- **Data entries**
※

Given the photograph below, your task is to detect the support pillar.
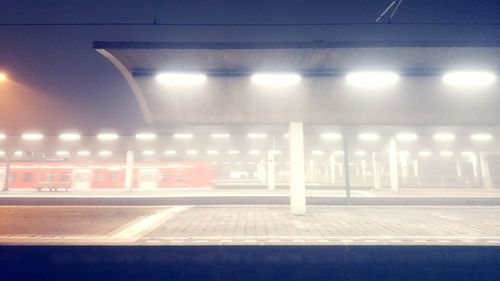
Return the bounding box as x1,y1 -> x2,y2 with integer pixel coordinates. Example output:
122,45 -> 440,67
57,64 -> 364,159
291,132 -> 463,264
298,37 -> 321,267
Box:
389,138 -> 399,192
288,122 -> 306,215
372,152 -> 382,189
2,156 -> 10,191
457,160 -> 463,178
479,152 -> 493,188
342,133 -> 351,205
267,149 -> 276,190
125,150 -> 135,191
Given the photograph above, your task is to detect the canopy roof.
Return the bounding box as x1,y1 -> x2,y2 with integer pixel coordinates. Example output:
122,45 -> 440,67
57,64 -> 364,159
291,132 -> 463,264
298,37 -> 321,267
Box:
94,41 -> 500,125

※

- **Exercise requirements**
Copy word for word the stretch from the beginning of the items through the line that contains "125,150 -> 135,191". Leave the pictures out of your copy.

- **Solution**
Given the photograph below, your task is to detect the support pillar.
Return the bounding box as x1,y1 -> x2,y2 with integer pixel coordinates. Example output:
122,45 -> 440,67
57,64 -> 364,159
291,132 -> 463,264
298,37 -> 321,267
Box:
389,138 -> 399,192
288,122 -> 306,215
372,152 -> 382,189
2,156 -> 10,191
457,160 -> 463,178
479,152 -> 493,188
342,133 -> 351,205
267,149 -> 276,190
125,150 -> 135,191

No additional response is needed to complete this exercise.